What you need to do:
Lay out the lines of the records as a Markdown table, starting at the first line and ending at the line that contains "[[94,440],[209,336],[210,263],[102,257],[62,382]]", both included. Use the columns Row and Line, and skip any blank lines.

Dataset entries:
○ ○ ○

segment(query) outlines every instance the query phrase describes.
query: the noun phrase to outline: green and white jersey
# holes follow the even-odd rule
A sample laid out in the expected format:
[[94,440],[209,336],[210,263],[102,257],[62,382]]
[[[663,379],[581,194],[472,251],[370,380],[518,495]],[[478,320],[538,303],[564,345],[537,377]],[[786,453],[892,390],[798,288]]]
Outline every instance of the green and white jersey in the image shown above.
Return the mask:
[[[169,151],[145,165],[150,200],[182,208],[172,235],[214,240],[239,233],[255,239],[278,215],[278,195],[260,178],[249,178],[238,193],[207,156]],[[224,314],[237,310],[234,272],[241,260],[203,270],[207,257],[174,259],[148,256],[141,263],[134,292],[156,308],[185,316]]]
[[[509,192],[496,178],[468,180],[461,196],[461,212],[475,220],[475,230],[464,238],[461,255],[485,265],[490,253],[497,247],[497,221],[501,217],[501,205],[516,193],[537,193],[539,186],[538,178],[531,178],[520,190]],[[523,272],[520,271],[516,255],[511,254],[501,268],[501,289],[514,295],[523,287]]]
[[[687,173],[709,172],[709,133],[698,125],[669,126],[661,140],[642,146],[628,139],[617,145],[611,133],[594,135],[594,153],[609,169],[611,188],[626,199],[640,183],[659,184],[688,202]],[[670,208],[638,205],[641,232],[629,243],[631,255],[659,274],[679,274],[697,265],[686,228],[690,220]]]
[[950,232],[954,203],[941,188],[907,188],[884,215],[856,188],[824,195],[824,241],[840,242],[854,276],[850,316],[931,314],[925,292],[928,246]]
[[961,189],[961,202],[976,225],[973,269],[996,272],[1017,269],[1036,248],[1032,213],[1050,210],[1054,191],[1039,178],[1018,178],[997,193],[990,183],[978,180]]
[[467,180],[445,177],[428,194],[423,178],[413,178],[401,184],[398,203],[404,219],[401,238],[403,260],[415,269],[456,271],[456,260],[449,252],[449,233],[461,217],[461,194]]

○ ○ ○

Solution for this problem:
| Row | Line |
|---|---|
| 1 | segment(query) outlines every instance the query phrase describes. |
| 2 | query: the noun phrase to outline: green and white jersey |
| 3 | # holes follow the even-odd rule |
| 4 | A sample laid out in the expected format: |
| 5 | [[94,440],[209,336],[210,263],[102,257],[62,382]] |